• [SOURCE EXTRACT]:
####
Maria: Federal, the other options for federal flexibility–which I don’t know whether Lisa’s office has looked at–they allow waivers under the Medicaid program to use housing as part of a treatment for people with high needs. And so, there are some states that have adopted that waiver recently and I think that’s a great option to get more resources into the community to address housing needs. What’s really exciting now is that city council has changed composition recently and they’re much more excited about the idea of taking on the issue of how do we change regulations in the housing market to make it slightly more fair to renters.
Lisa: The city council last year actually allowed for intentional living communities to occur in Minneapolis. I believe that there is an ordinance that say no more than three unrelated people in a housing unit. So they’ve now allowed larger groups to live together, which is one way that you can actually help reduce the cost of living, especially do you want to have ten single people live in a five bedroom apartment, that would actually make it really affordable. So, I believe they already did the intentional living community last year, but they’re also looking at changing the ordinance to just get rid of the only three unrelated people in a household without having to deem yourself an intentional living community. Just to respond to the fact that people are doubled up. Let’s just admit it up and let people be on the lease and rent legally, rather than having people kind of sneak in the back door as a way to make housing affordable.
Maria: I think the national trends are really interesting if you look at what is happening with homelessness across the country. There have been relatively broad scale declines but I think as you alluded to most of those were in smaller communities and if you look at metropolitan areas there have actually been increases recently that seem to coincide with increases in rental costs. So, I think what we’re seeing is that homelessness, not surprisingly, is related to what is going on in the housing market. I think we can learn an awful lot by looking at trends. One thing we can learn is that housing markets matter. You can see that for the recent trends that show there have been increases in homelessness in metro areas as rental prices have increased but you can also see it locally where we see particularly in this community over the recession as unemployment rates have gone up and incomes have gone down there has been increased homelessness and since then it has gone down. Finally I think there is some interesting national research and local actually that shows that policy does matter. So, where we’ve seen the largest declines in homelessness have been in the veteran population and some declines in the chronically homeless population and those are the groups that we have invested the most in housing and supportive services to reduce homelessness.
####
• [MATERIAL PROVIDED]:

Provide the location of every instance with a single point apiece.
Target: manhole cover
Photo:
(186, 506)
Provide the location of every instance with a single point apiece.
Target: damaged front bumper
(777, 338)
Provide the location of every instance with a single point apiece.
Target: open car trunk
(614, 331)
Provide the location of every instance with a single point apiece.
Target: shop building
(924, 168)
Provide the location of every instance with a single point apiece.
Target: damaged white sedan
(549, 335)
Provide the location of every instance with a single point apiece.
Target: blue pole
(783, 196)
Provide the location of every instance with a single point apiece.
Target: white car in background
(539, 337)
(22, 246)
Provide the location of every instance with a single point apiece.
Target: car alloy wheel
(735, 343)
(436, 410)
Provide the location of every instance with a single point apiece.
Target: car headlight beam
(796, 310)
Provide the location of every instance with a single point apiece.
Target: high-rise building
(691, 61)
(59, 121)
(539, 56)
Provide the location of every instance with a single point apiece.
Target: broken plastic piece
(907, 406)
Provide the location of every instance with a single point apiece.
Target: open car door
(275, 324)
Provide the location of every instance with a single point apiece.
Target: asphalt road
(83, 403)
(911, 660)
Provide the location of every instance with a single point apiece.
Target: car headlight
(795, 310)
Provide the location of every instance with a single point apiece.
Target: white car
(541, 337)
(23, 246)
####
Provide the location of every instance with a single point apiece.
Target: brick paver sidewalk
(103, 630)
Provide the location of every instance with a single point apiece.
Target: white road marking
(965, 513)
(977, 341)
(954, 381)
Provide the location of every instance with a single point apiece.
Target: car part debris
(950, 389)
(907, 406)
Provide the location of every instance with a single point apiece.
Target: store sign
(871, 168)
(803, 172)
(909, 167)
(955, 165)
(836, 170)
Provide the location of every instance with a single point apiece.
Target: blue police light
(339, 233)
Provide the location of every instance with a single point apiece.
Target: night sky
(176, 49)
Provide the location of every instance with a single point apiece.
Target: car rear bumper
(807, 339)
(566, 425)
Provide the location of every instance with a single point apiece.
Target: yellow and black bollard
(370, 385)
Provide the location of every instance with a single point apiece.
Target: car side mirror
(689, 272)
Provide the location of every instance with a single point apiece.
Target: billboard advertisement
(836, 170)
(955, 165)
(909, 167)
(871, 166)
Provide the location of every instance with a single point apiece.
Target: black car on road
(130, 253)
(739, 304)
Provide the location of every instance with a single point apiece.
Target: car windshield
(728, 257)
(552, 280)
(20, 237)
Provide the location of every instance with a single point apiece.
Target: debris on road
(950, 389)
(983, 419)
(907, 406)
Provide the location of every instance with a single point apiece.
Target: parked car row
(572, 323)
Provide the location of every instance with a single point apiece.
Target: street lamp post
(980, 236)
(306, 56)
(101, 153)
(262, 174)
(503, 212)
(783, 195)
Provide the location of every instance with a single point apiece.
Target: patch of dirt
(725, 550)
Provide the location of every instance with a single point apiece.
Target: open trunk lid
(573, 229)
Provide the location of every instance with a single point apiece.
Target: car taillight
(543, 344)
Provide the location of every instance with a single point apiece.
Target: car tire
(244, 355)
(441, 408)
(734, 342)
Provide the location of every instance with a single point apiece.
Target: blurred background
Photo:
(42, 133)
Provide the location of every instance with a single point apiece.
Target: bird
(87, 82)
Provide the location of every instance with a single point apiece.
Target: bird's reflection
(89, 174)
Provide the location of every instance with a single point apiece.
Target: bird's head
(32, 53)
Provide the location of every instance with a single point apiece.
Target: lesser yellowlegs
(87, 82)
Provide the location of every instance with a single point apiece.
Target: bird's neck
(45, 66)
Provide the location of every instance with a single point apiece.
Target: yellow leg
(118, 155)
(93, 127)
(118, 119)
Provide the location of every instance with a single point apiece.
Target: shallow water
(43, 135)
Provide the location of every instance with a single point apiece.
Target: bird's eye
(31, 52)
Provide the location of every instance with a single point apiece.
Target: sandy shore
####
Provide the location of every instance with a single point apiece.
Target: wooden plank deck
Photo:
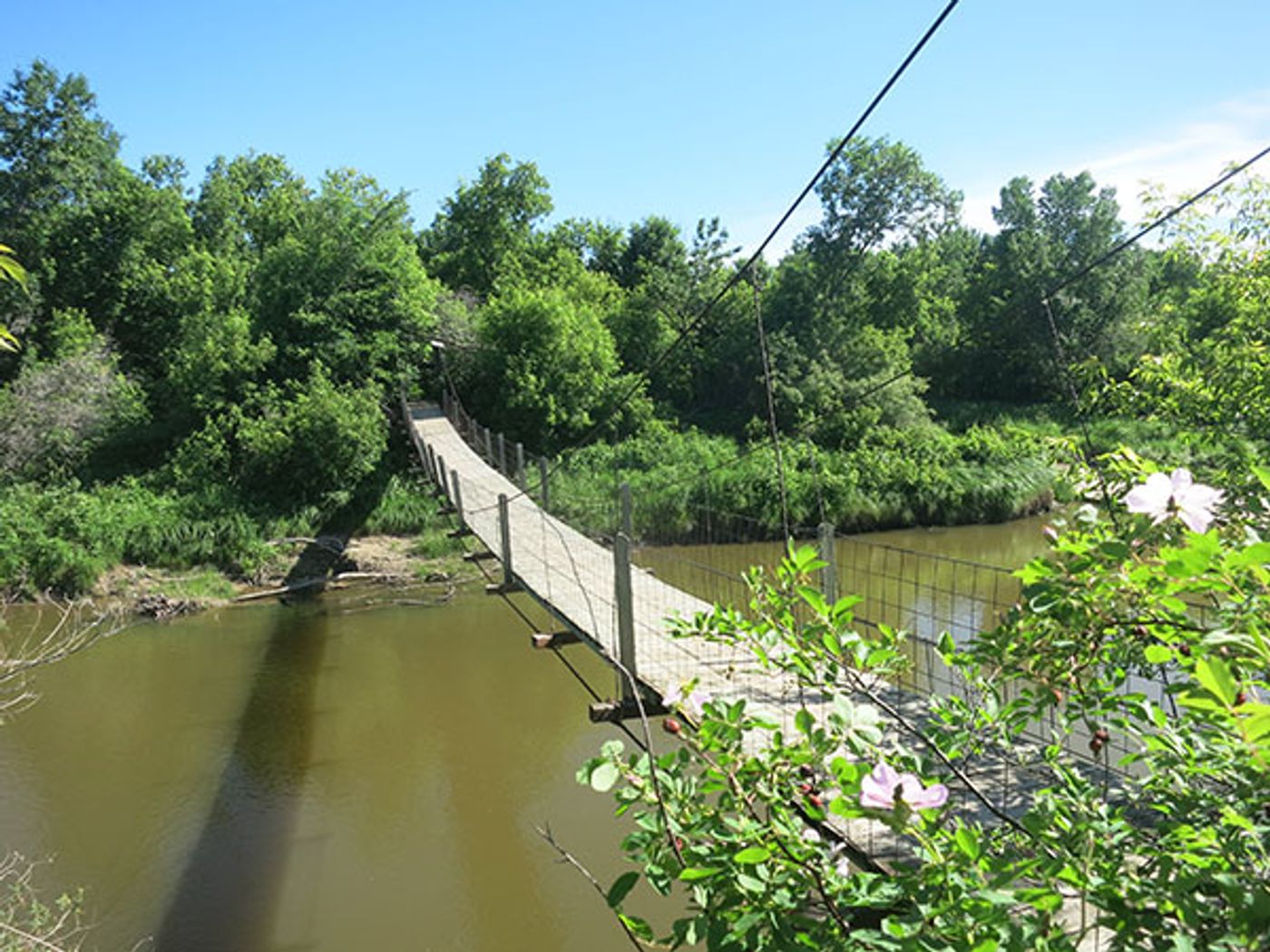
####
• [PROBLEM DETAILS]: In the discussion of housing and homelessness, copy the passage that opens with the words "Maria: Federal, the" and closes with "fair to renters.", replacing "renters" with "tenants".

• [THE COMPLETED TASK]:
Maria: Federal, the other options for federal flexibility–which I don’t know whether Lisa’s office has looked at–they allow waivers under the Medicaid program to use housing as part of a treatment for people with high needs. And so, there are some states that have adopted that waiver recently and I think that’s a great option to get more resources into the community to address housing needs. What’s really exciting now is that city council has changed composition recently and they’re much more excited about the idea of taking on the issue of how do we change regulations in the housing market to make it slightly more fair to tenants.